──────── Fragmento seleccionado ────────

Isaías Lafuente – Efectos secundarios.


MADRID, 28 (OTR/PRESS)

Unos días antes de que entre en funcionamiento, el próximo domingo, una fórmula ampliada de repago farmacéutico que afectará incluso a los pensionistas, el Ministerio de Sanidad se ha descolgado con un catálogo de medicamentos que dejarán de tener financiación pública a partir de agosto. Son 426 productos prescritos para patologías que la ministra Ana Mato califica de leves: antiinflamatorios, vasodilatadores, antiácidos, laxantes, antivirales, anticatarrales y mucolíticos.

Incluso la consecuencia más evidente de la medida, el ahorro que supondrá para las arcas públicas la exclusión de estos productos y que el gobierno ha cifrado en unos 400 millones de euros anuales aunque no haya presentado un informe de impacto económico, puede ponerse en cuestión. Fundamentalmente porque si alguno de los pacientes afectados, para seguir la estela de ahorro del gobierno, deja de comprar estos medicamentos, puede que la persistencia de los síntomas se agrave, se compliquen las afecciones y el sistema público se vea obligado finalmente a recetar y financiar tratamientos y fármacos más caros.

────────

**Cuestiones del material:**
A - Indica si cada afirmación concuerda con el texto sobre el repago farmacéutico: (i) el catálogo reúne 426 productos; (ii) el gobierno presentó un informe de impacto económico; (iii) los medicamentos perderán la financiación pública a partir de septiembre. Responde sí o no y cita literalmente las palabras del texto que lo deciden.
B - Actualiza el texto sobre el repago farmacéutico desde "MADRID, 28 (OTR/PRESS)" hasta "anticatarrales y mucolíticos.", sustituyendo "el próximo domingo" por "el próximo lunes".
Los datos no intervienen en esto.

──────── Contenido de datos ────────

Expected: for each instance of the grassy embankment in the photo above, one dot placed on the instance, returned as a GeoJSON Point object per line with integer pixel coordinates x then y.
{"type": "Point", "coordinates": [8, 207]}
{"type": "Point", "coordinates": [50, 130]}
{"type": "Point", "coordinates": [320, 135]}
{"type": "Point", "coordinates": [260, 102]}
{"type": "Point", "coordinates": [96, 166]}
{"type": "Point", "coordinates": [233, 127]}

────────

**Soluciones propuestas:**
A -
(i) Sí: «Son 426 productos prescritos para patologías que la ministra Ana Mato califica de leves».
(ii) No: «aunque no haya presentado un informe de impacto económico».
(iii) No: «dejarán de tener financiación pública a partir de agosto».

B -
MADRID, 28 (OTR/PRESS)

Unos días antes de que entre en funcionamiento, el próximo lunes, una fórmula ampliada de repago farmacéutico que afectará incluso a los pensionistas, el Ministerio de Sanidad se ha descolgado con un catálogo de medicamentos que dejarán de tener financiación pública a partir de agosto. Son 426 productos prescritos para patologías que la ministra Ana Mato califica de leves: antiinflamatorios, vasodilatadores, antiácidos, laxantes, antivirales, anticatarrales y mucolíticos.